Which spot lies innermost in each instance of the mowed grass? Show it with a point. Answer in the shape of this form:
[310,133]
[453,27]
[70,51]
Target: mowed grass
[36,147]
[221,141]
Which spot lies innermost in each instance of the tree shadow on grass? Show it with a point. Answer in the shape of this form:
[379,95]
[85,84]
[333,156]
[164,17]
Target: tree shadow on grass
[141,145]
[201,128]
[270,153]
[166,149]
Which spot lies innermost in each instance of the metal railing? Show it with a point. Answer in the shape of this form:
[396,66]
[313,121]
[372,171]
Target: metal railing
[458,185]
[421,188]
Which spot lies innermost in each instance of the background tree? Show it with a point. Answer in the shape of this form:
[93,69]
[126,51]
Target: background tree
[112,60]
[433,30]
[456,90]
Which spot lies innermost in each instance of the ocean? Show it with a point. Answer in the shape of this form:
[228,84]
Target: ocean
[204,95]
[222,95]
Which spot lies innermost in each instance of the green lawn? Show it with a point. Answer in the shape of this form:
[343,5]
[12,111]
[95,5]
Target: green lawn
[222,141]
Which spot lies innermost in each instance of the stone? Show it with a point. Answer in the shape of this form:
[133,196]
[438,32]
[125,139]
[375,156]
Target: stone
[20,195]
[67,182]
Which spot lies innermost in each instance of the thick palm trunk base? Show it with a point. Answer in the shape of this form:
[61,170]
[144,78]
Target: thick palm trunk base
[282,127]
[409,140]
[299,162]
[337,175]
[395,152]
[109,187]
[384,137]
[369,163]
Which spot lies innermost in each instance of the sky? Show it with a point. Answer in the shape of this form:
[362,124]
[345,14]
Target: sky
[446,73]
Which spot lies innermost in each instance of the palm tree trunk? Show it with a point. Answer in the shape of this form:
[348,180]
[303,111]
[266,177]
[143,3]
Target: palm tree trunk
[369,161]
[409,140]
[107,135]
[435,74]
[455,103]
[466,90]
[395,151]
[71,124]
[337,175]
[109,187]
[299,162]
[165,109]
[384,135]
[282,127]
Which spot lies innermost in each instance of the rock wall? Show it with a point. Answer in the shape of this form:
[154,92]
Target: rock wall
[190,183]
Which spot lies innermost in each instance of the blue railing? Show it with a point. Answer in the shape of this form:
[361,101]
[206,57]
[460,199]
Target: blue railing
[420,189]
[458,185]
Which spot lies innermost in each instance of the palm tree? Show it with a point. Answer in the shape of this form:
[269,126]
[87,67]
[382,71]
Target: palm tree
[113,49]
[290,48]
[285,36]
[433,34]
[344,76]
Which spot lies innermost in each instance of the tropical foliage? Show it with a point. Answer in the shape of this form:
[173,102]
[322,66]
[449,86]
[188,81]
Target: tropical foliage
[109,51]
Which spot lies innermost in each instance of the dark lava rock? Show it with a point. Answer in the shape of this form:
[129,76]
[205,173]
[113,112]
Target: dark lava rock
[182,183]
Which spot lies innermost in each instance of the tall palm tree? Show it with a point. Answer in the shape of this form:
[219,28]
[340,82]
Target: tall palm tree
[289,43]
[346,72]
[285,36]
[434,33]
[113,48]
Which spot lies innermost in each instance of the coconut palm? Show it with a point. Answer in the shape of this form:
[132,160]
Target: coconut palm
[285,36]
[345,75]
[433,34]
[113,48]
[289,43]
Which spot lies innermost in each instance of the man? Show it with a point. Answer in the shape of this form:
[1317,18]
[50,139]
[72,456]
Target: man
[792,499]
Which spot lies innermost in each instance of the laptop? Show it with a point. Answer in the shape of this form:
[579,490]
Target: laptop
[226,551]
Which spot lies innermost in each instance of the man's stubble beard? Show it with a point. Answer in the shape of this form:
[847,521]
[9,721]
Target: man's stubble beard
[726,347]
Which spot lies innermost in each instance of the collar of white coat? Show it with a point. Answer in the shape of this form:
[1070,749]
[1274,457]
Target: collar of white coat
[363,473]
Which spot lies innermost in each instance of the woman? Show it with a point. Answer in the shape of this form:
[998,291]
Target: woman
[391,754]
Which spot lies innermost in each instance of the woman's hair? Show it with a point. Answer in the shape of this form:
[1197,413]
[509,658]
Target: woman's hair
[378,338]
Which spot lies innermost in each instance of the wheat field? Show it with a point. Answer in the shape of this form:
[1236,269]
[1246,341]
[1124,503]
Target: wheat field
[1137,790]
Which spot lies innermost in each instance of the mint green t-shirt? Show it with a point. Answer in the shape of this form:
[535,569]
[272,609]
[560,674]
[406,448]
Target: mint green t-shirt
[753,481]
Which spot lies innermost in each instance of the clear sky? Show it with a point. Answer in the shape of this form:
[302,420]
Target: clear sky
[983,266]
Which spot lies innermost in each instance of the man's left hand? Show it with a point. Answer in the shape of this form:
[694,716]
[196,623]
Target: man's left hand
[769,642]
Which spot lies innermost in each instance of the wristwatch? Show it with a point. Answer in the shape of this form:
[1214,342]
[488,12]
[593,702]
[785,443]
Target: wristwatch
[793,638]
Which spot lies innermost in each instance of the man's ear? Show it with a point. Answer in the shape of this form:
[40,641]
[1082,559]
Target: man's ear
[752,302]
# # # #
> _What to produce_: Would you give the material above again, complete and exact?

> _The output_:
Which spot lies innermost in each instance of the mowed grass? Show it with a point. Answer in the shape of this form:
[310,133]
[453,27]
[70,51]
Target: mowed grass
[36,147]
[221,141]
Which spot lies innermost in each instance of the tree shadow on grass? Show it with a point. Answer in the shape of this form:
[379,95]
[85,84]
[333,156]
[164,17]
Target: tree shadow on grass
[141,145]
[201,128]
[270,153]
[166,149]
Which spot lies innermost in each instance of the metal railing? Show it with a point. Answer in the shape of this form:
[396,66]
[313,121]
[372,171]
Target: metal railing
[458,185]
[421,188]
Which spot lies innermost in each instance of the background tree? Show it with a point. Answer in the shape of this form:
[93,69]
[126,51]
Target: background tree
[112,60]
[433,30]
[456,90]
Which spot lies innermost in each instance of the ocean? Show it with a point. Answer in the shape of this form:
[228,84]
Target: ocean
[204,95]
[222,95]
Which spot lies innermost in each instance of the green lawn? Show it with a point. Answer in the shape of this form:
[343,5]
[12,111]
[95,5]
Target: green lawn
[222,141]
Which spot lies innermost in each instance of the stone? Show it with a point. Answer in the shape of this form:
[133,196]
[438,32]
[125,139]
[375,156]
Target: stone
[20,195]
[67,182]
Which spot lies innermost in each instance of the thick palm trunk base? Show it with a point. Answer in the shape of this form:
[61,170]
[144,78]
Target: thick palm trunk base
[282,127]
[409,140]
[299,162]
[337,175]
[395,152]
[109,187]
[384,137]
[369,163]
Which spot lies innermost in each instance of the sky? Show it with a point. Answer in the shape of this form:
[362,124]
[345,14]
Target: sky
[446,73]
Which spot lies innermost in each instance of the palm tree trunk? Show it with a point. Answer in the shape of this form:
[348,180]
[303,111]
[266,177]
[143,3]
Target: palm tree trunk
[369,161]
[409,140]
[107,135]
[435,74]
[455,103]
[466,90]
[395,151]
[71,124]
[337,175]
[109,187]
[299,162]
[165,109]
[384,135]
[282,127]
Which spot lies innermost in each instance of the rock wall? Show it with a point. Answer in the shape of this form:
[154,92]
Target: rock wall
[190,183]
Which spot lies innermost in each instance of the blue railing? Show it with a point. Answer in the shape of this form:
[361,101]
[206,57]
[460,199]
Target: blue railing
[420,189]
[458,185]
Which spot lies innermost in each instance of the palm tree? Show it with a point. Answer in the shape of this form:
[269,126]
[87,67]
[382,71]
Target: palm tree
[113,49]
[290,48]
[285,36]
[433,34]
[344,76]
Which spot lies innermost in each instance of the tropical foliage? Show it with a point. Answer in the shape of this form:
[173,102]
[322,66]
[449,86]
[188,81]
Target: tropical foliage
[109,51]
Which spot lies innermost in each instance of the dark lava rock? Show it with a point. Answer in the shape of this form:
[129,76]
[205,173]
[113,112]
Target: dark lava rock
[182,183]
Which spot lies innermost in each instance of the tall palm tree? Show it with a point. Answer in the shape of this form:
[219,28]
[340,82]
Target: tall palm tree
[289,43]
[346,72]
[285,36]
[434,33]
[113,48]
Which spot lies innermost in each instance of the coconut palm? Show it with a point. Answer in the shape of this form:
[132,160]
Target: coconut palm
[285,36]
[345,75]
[433,34]
[113,48]
[289,43]
Which spot lies innermost in each instance of the man? Show it with a point. Answer in the shape of this form:
[1317,18]
[50,139]
[72,456]
Target: man
[792,499]
Which spot lies innermost in each instance of the laptop? Show it with a point. Answer in the shape of this form:
[579,490]
Target: laptop
[226,551]
Which spot lies innermost in each instance of the man's stubble beard? Show it with a point. Answer in the shape of this form:
[847,521]
[9,721]
Target: man's stubble beard
[726,347]
Which spot lies innermost in each instance of the collar of white coat? Show it with a point. Answer in the shape of this form:
[1070,749]
[1274,457]
Target: collar of white coat
[363,473]
Which spot lies innermost in each instance of the woman? Show it with a point. Answer in the shape of this form:
[998,291]
Target: woman
[391,754]
Which spot lies innermost in each instance of the woman's hair? Show it with a point. Answer in the shape of this form:
[1197,413]
[509,658]
Target: woman's hair
[378,338]
Which spot lies innermost in each instance of the wheat field? Show it with a point. Answer in the shape of this form:
[1236,269]
[1246,341]
[1124,503]
Target: wheat field
[1137,790]
Which spot lies innermost in each instance of the mint green t-shirt? Show it with a point. Answer in the shape of this form:
[535,569]
[272,609]
[560,674]
[406,448]
Target: mint green t-shirt
[753,481]
Which spot lies innermost in each instance of the clear sky? Show it with a point. Answer in the shape of this form:
[302,420]
Target: clear sky
[983,266]
Which spot lies innermost in each instance of the man's left hand? Show it with a point. Answer in the shape of this form:
[694,716]
[196,623]
Target: man's left hand
[769,642]
Which spot lies innermost in each instance of the wristwatch? Show it with a point. Answer in the shape of this form:
[1214,342]
[488,12]
[593,702]
[785,443]
Target: wristwatch
[793,638]
Which spot lies innermost in each instance of the man's ear? Show it with a point. Answer in the shape of this form:
[40,641]
[1082,559]
Target: man's ear
[752,302]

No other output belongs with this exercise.